● EXERCISE REQUIREMENTS
How many of the lines below contain the word "black"? Reply with the number alone.

########################################

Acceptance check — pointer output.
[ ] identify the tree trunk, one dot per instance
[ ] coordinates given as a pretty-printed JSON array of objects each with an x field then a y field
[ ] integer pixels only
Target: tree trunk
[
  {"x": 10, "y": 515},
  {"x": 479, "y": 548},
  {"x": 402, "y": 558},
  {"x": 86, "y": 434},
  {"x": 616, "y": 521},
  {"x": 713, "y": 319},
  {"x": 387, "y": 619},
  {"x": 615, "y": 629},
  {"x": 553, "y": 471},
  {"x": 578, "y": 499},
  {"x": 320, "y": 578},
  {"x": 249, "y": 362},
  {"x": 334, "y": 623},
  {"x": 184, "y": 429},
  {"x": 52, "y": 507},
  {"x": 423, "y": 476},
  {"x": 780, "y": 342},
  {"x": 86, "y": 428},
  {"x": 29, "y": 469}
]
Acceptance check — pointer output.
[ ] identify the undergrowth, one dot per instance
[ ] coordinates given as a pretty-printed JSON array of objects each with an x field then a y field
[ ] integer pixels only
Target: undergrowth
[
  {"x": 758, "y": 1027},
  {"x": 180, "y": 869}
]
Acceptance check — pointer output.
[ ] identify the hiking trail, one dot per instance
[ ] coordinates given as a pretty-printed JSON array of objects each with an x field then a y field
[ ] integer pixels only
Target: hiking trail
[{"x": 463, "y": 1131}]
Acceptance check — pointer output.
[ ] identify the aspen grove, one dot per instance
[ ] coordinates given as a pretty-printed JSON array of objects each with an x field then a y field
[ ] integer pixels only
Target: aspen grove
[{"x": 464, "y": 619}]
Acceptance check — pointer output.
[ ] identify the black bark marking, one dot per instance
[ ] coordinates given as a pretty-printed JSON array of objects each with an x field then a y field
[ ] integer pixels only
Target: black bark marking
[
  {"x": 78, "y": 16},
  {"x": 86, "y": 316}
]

########################################

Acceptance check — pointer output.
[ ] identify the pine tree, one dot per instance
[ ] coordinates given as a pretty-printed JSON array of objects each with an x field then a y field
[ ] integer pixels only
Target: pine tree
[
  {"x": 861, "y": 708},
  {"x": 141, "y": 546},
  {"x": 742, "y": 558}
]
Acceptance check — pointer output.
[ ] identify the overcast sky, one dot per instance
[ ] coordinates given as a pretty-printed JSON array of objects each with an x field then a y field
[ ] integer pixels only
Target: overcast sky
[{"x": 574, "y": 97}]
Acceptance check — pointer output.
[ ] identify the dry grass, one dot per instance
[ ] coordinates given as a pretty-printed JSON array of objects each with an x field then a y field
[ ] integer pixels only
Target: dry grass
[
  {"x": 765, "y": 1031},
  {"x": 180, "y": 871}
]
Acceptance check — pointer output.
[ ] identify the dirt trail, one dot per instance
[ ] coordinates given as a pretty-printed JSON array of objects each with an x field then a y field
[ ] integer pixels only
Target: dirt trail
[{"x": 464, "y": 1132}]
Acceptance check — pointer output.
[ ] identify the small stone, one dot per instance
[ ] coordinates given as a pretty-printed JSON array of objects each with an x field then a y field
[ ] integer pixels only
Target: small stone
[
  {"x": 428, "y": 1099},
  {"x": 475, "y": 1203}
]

########################################

● REPLY TO THE EXERCISE
2